EXERCISE INSTRUCTIONS>
Below are some records; output exactly the lines from the line with "Target: blurred brown background" to the line with "shaped like (484,39).", both ends kept, and nothing more.

SOURCE RECORDS>
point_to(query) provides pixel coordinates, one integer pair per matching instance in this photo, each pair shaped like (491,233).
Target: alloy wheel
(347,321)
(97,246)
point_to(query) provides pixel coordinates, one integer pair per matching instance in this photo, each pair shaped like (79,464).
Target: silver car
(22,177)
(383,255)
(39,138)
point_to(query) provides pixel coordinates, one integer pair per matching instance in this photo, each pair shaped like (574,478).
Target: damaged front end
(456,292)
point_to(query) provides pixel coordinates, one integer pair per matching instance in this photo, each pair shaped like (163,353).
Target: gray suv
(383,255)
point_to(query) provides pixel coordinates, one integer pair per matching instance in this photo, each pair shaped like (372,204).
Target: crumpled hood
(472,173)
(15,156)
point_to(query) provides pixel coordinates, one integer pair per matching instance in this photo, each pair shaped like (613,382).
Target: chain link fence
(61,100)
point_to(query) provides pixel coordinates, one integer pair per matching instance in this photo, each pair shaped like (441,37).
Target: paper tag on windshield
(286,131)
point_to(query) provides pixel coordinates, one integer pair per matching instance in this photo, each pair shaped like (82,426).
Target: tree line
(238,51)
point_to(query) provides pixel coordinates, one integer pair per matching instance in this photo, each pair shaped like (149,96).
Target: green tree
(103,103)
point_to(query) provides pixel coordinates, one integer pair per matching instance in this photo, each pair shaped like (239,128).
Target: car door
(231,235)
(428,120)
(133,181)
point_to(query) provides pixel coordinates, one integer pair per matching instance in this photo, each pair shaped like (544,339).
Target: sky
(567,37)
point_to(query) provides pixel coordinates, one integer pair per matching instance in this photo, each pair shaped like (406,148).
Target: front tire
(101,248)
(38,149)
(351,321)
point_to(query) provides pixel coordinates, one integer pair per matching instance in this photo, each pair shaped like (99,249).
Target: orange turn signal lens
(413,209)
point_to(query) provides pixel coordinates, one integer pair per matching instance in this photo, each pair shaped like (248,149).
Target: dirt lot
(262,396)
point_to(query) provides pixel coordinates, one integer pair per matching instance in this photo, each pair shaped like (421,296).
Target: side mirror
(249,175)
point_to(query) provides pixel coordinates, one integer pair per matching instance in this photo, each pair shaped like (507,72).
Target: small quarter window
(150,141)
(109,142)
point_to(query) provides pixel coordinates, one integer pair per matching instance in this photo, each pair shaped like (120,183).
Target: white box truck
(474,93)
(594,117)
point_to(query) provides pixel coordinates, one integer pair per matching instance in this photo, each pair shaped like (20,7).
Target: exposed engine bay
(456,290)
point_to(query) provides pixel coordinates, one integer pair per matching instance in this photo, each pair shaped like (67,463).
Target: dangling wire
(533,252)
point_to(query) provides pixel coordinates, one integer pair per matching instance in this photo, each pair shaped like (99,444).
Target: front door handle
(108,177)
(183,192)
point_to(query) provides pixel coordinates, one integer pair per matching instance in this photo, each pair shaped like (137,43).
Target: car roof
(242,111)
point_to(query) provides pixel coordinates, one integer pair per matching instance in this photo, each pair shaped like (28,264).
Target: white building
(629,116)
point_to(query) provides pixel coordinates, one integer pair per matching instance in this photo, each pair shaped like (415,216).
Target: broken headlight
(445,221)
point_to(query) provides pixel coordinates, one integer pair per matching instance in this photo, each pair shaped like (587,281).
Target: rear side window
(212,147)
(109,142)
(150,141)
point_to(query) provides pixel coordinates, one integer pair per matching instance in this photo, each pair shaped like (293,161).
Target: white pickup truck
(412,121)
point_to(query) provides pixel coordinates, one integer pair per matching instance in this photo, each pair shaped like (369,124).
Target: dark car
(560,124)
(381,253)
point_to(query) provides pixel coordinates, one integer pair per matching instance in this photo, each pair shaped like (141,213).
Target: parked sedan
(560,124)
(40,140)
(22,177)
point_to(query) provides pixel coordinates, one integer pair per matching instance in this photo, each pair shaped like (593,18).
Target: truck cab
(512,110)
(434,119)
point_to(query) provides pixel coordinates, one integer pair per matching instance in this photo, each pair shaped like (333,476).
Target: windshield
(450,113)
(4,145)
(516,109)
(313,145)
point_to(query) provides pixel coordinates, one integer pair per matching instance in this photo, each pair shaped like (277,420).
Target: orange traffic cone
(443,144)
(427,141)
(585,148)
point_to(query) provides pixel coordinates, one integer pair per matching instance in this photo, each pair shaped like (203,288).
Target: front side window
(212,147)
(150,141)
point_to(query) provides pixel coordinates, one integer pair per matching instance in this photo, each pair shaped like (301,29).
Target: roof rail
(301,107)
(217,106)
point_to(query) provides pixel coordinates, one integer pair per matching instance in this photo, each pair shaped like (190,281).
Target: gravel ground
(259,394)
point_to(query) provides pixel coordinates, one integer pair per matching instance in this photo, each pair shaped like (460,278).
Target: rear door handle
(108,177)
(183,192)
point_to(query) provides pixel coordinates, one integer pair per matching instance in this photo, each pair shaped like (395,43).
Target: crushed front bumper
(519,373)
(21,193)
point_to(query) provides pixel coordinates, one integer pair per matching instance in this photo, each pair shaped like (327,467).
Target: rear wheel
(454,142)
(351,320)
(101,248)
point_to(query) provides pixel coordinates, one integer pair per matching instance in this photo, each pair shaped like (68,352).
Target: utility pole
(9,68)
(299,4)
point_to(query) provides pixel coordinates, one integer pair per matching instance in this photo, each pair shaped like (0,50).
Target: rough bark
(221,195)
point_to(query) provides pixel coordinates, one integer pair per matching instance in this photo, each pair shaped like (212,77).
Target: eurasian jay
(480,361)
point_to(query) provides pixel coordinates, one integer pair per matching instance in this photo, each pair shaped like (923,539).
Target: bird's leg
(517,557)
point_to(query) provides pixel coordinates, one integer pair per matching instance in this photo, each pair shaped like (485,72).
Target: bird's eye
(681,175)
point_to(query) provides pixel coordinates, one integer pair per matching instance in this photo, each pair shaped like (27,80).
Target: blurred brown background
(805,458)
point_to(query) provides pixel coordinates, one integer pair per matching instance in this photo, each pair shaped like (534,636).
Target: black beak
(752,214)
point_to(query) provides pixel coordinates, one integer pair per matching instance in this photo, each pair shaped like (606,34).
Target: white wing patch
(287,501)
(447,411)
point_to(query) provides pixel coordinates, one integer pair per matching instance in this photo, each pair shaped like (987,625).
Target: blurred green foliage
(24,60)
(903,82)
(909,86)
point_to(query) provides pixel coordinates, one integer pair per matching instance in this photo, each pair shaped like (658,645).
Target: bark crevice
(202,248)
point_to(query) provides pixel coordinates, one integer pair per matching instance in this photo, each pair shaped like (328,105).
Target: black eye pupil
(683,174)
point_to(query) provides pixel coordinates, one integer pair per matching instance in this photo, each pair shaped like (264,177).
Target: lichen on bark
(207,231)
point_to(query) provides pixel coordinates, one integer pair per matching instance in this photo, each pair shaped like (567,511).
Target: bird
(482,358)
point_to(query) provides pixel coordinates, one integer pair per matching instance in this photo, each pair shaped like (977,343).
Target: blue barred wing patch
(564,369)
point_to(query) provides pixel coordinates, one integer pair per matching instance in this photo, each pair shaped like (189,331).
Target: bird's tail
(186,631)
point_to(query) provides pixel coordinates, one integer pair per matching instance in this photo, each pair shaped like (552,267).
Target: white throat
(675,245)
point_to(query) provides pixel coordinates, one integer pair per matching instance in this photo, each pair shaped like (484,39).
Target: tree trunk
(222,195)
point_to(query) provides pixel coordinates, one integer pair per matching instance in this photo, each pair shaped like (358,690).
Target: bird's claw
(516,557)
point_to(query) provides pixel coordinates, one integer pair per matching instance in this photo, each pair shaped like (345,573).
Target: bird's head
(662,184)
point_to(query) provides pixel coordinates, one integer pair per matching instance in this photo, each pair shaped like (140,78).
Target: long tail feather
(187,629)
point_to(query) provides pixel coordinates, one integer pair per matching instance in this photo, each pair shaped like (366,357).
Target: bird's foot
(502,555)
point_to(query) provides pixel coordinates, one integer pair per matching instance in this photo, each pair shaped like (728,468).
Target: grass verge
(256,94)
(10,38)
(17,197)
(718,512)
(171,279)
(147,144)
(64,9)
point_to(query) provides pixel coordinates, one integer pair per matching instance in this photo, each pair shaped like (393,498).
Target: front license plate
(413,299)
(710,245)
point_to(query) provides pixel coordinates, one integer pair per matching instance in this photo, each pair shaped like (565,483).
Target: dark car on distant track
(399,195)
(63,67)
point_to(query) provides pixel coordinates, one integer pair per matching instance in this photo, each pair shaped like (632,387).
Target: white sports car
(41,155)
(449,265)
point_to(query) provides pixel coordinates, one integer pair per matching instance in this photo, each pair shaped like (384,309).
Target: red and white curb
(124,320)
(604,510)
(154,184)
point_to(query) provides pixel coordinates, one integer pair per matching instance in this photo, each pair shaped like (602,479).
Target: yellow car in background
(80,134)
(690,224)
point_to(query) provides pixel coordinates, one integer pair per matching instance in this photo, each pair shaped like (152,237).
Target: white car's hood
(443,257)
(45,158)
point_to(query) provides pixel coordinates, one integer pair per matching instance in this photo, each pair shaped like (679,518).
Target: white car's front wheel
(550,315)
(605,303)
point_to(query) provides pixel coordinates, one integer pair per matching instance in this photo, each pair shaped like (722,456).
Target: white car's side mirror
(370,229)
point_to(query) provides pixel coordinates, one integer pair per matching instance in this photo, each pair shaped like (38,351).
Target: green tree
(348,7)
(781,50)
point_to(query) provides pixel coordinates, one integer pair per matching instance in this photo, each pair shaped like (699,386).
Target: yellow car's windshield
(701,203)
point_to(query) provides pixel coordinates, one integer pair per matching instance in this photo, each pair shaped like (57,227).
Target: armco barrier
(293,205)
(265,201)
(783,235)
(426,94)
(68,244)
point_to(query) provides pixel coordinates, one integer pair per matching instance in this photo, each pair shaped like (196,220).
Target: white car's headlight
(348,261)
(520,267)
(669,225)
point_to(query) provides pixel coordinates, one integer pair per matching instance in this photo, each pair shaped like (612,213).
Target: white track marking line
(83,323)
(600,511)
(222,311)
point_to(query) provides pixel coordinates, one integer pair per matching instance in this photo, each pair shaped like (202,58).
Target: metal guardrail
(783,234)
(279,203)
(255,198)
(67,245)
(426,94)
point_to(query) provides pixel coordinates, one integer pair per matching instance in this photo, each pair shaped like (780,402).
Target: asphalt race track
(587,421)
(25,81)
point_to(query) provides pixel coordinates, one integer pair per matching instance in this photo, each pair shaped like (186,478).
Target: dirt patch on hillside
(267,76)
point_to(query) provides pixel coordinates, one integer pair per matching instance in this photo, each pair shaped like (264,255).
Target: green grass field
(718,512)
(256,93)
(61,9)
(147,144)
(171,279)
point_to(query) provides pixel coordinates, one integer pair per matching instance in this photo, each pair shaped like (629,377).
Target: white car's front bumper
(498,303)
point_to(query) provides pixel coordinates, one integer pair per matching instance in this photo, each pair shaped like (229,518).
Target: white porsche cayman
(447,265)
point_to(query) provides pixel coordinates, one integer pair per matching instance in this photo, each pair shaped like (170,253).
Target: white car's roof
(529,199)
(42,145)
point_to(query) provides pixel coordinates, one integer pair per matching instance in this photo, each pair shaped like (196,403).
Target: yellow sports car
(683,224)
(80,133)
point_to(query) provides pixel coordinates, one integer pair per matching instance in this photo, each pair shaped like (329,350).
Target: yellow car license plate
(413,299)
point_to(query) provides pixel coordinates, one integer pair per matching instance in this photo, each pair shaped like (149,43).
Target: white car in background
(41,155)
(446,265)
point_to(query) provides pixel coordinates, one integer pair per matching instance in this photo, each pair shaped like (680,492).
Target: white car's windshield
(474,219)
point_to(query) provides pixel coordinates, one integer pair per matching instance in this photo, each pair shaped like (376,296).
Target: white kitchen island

EXERCISE RESULT>
Target: blurred brown background
(805,458)
point_to(query) provides pixel coordinates, one integer pair per matching instance in this photo, each pair shaped like (534,636).
Target: black beak
(752,214)
point_to(query) provides pixel coordinates, one integer pair per matching instance in this photo, each pair shaped like (606,34).
Target: white wing patch
(287,501)
(447,411)
point_to(query) provides pixel coordinates, one integer pair per matching instance in this photo, each pair shaped like (987,625).
Target: blurred green foliage
(24,60)
(903,82)
(909,86)
point_to(query) provides pixel coordinates, one integer pair per matching instance in this photo, each pair shaped like (658,645).
Target: bark crevice
(202,248)
point_to(query) provides pixel coordinates, one integer pair per matching instance in this photo, each pair shaped like (328,105).
Target: black eye pupil
(683,174)
point_to(query) provides pixel coordinates, one integer pair per matching instance in this photo, each pair shaped like (264,177).
Target: lichen on bark
(207,231)
point_to(query) provides pixel coordinates, one integer pair per matching instance in this photo, each pair shaped like (567,511).
Target: bird
(482,358)
point_to(query) provides pixel coordinates, one integer pair per matching instance in this photo, each pair shaped like (977,343).
Target: blue barred wing patch
(564,369)
point_to(query) provides pixel coordinates, one integer pair per matching instance in this photo, each pair shaped like (189,331).
Target: bird's tail
(186,631)
point_to(query) provides pixel coordinates, one integer pair per matching instance in this photo, each pair shaped like (552,267).
Target: white throat
(675,245)
point_to(query) provides pixel coordinates, one integer pair per matching instance in this photo, each pair shaped like (484,39).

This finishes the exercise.